Labeled point records:
* Start *
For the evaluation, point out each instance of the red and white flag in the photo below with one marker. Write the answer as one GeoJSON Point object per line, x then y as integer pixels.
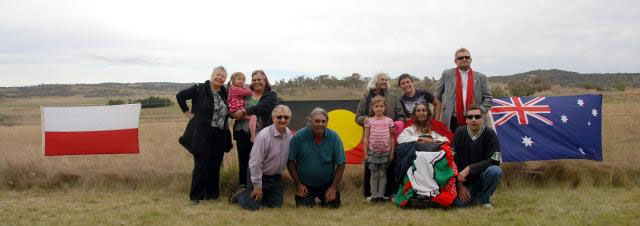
{"type": "Point", "coordinates": [90, 130]}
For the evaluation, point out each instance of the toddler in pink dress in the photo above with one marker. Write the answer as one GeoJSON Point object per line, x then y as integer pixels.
{"type": "Point", "coordinates": [237, 94]}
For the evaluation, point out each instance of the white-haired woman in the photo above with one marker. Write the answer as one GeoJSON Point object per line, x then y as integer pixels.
{"type": "Point", "coordinates": [207, 135]}
{"type": "Point", "coordinates": [379, 86]}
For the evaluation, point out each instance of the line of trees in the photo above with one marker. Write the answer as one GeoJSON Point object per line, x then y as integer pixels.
{"type": "Point", "coordinates": [149, 102]}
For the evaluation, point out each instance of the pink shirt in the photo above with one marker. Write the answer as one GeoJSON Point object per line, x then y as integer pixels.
{"type": "Point", "coordinates": [236, 97]}
{"type": "Point", "coordinates": [379, 135]}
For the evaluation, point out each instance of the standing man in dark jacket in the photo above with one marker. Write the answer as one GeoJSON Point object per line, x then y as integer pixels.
{"type": "Point", "coordinates": [207, 135]}
{"type": "Point", "coordinates": [477, 153]}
* End *
**Task instructions:**
Render every line of the data above as a Markdown table with the columns Row and Line, numbering rows consecutively and skipping blank lines. Leave the pictures out of the table.

**The response:**
| Row | Line |
|---|---|
| 1 | For the evaluation, point out each instance of the red and white flag in the photo below with one marker. Write the answer as one GeoJSON Point object per line, x then y as integer pixels. |
| 2 | {"type": "Point", "coordinates": [90, 130]} |
| 3 | For the evaluation, point out each instance of the toddler in pink dress in the photo above with one marker. Write the answer as one GeoJSON Point object per line, x then y as integer pixels. |
| 4 | {"type": "Point", "coordinates": [237, 94]} |
| 5 | For the evaluation, point out each instance of the white-haired woman in the photo above with one marker. Write the answer as one GeoJSON Point object per line, x then y as integer pixels. |
| 6 | {"type": "Point", "coordinates": [207, 135]} |
| 7 | {"type": "Point", "coordinates": [379, 86]} |
| 8 | For the evaluation, point out each instance of the line of trees in the photo above with one marker. Write the answer as one GeoJSON Point object per line, x then y as integer pixels. |
| 9 | {"type": "Point", "coordinates": [149, 102]} |
| 10 | For the evaluation, point out each instance of the pink shirt in the photo above with one marker. Write the answer as one GeoJSON Point object per line, x then y as integer pixels. |
| 11 | {"type": "Point", "coordinates": [236, 97]} |
| 12 | {"type": "Point", "coordinates": [379, 135]} |
| 13 | For the evaluation, point out each instance of the standing man in dark jacket in the photo above with one marker. Write the answer as one GeoJSON Point object per line, x then y as integer pixels. |
| 14 | {"type": "Point", "coordinates": [207, 135]} |
| 15 | {"type": "Point", "coordinates": [477, 153]} |